==== DATA FOR THIS EXERCISE ====

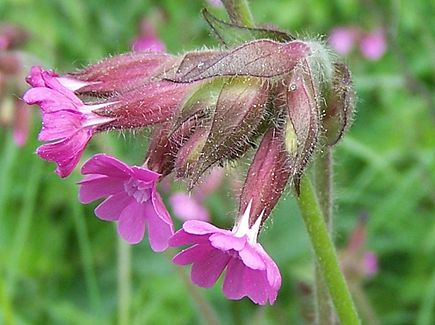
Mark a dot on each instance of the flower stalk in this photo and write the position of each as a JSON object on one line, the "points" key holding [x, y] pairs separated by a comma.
{"points": [[323, 183], [239, 12], [325, 254]]}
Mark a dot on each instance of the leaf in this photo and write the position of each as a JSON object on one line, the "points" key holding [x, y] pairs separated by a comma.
{"points": [[231, 34], [262, 58]]}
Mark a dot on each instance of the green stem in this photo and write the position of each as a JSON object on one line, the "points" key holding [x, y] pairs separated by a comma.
{"points": [[425, 315], [239, 12], [124, 280], [323, 183], [325, 254], [86, 255], [205, 310]]}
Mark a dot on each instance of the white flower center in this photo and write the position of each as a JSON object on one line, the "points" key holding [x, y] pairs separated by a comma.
{"points": [[241, 228], [139, 190]]}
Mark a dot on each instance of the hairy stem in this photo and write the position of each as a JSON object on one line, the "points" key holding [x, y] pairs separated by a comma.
{"points": [[124, 280], [323, 184], [325, 253], [239, 12]]}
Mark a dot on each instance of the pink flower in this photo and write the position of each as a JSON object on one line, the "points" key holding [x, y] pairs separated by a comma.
{"points": [[187, 207], [342, 39], [249, 269], [132, 199], [373, 45], [21, 123], [370, 262], [215, 3], [68, 124]]}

====

== WHAT TO WORK ON ==
Rewrite every row above, changing each occurrence of "photo" to "image" and keeping everything else the same. Leave the pictures out of your answer.

== RESPONSE TO THIS EXERCISE ==
Mark a dot on each instance of the flower stalk in this image and write the position of each as a JSON object on one line, the "points" key holding [x, y] pairs separated by a comma.
{"points": [[323, 183], [239, 12], [325, 254]]}
Mark a dot on each instance of the leaf in this image and write the position of each as a JSON object on one line, the "points" key holding [x, y] pairs separated by a comma.
{"points": [[231, 34], [262, 58]]}
Mark a dot on each instance of the green stem in this image and write the position of each as a JSON object on one line, the "points" key holding [x, y] pairs separated by a comma.
{"points": [[425, 315], [239, 12], [124, 280], [323, 183], [325, 254], [86, 255], [205, 310]]}
Mark a dot on each instance of the white flower center in this image and write the position of each as a JSON object on one line, the "points" key holding [x, y] pairs separated by a comma.
{"points": [[241, 228], [139, 190]]}
Mark a dot on each instance of the hairy stem in this image and write the position of each as a JSON object on one line, the "points" key holding [x, y] pairs separated by a comma.
{"points": [[124, 280], [323, 184], [325, 253], [239, 12]]}
Mark a dot on each instance of the pink flower in this image and write the position of each as a JSON object on one line, the "points" key holding [x, y] pairs separated by a comma.
{"points": [[187, 207], [342, 39], [249, 269], [132, 199], [373, 45], [21, 123], [370, 262], [215, 3], [68, 124]]}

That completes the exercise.